---- DATA SHOWN
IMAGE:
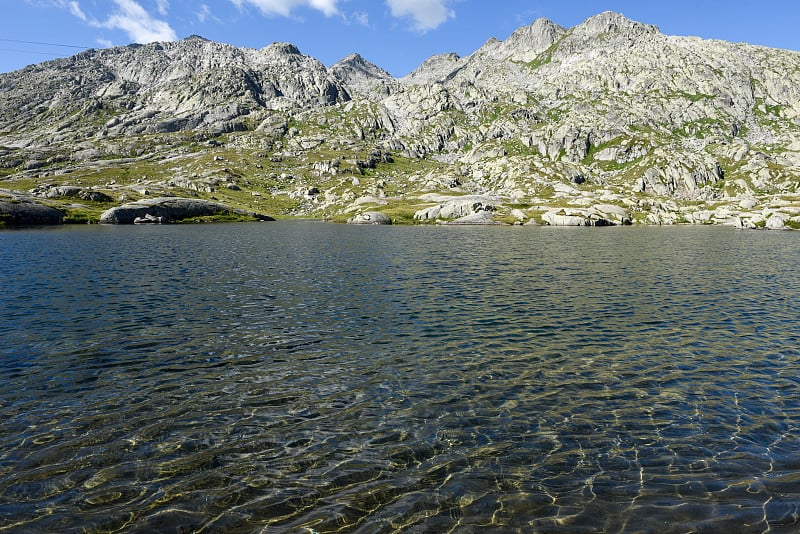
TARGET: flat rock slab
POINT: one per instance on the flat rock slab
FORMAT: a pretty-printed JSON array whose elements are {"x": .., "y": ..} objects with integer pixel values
[
  {"x": 171, "y": 210},
  {"x": 370, "y": 217},
  {"x": 18, "y": 211}
]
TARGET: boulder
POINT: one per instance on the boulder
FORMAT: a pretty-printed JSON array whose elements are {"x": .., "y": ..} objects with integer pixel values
[
  {"x": 454, "y": 208},
  {"x": 171, "y": 210},
  {"x": 25, "y": 212},
  {"x": 370, "y": 217},
  {"x": 556, "y": 219},
  {"x": 776, "y": 222},
  {"x": 479, "y": 218}
]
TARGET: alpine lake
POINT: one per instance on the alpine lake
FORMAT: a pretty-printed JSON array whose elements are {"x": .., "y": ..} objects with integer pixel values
[{"x": 300, "y": 376}]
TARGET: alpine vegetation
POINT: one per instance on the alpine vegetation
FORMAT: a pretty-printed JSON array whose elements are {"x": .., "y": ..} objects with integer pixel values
[{"x": 609, "y": 122}]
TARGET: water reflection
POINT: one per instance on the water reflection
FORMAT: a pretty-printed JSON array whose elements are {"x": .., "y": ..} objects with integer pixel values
[{"x": 291, "y": 376}]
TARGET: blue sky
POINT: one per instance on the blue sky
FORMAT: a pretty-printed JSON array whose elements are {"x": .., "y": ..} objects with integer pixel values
[{"x": 394, "y": 34}]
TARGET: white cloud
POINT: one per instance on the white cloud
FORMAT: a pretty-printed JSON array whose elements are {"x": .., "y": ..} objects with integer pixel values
[
  {"x": 285, "y": 7},
  {"x": 427, "y": 14},
  {"x": 163, "y": 7},
  {"x": 140, "y": 26},
  {"x": 203, "y": 13},
  {"x": 362, "y": 17},
  {"x": 75, "y": 9}
]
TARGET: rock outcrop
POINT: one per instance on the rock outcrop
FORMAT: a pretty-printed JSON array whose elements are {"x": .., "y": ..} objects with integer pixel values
[
  {"x": 19, "y": 210},
  {"x": 160, "y": 210},
  {"x": 609, "y": 122},
  {"x": 370, "y": 217}
]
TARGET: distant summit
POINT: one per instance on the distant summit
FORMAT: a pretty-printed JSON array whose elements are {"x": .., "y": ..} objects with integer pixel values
[{"x": 607, "y": 122}]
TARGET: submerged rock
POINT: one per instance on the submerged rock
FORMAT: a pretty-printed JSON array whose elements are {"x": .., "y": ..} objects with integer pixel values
[{"x": 171, "y": 210}]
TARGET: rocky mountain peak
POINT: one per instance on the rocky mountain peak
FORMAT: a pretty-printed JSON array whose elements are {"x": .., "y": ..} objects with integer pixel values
[
  {"x": 282, "y": 49},
  {"x": 610, "y": 22},
  {"x": 362, "y": 77},
  {"x": 527, "y": 42},
  {"x": 434, "y": 69}
]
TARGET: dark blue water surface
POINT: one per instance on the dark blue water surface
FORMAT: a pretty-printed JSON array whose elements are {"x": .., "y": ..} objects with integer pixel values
[{"x": 309, "y": 377}]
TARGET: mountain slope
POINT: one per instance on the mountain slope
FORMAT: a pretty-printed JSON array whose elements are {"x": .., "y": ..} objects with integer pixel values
[{"x": 607, "y": 122}]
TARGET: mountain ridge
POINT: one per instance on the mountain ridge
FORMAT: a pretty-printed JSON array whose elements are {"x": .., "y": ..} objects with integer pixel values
[{"x": 551, "y": 121}]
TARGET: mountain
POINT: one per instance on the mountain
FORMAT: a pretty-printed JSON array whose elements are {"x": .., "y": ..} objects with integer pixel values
[{"x": 607, "y": 122}]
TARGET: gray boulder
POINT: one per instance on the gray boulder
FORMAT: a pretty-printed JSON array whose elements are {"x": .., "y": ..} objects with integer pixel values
--------
Among the lines above, the ones holding the word "rocky" must be counted; only that count is to be given.

• ANSWER AREA:
2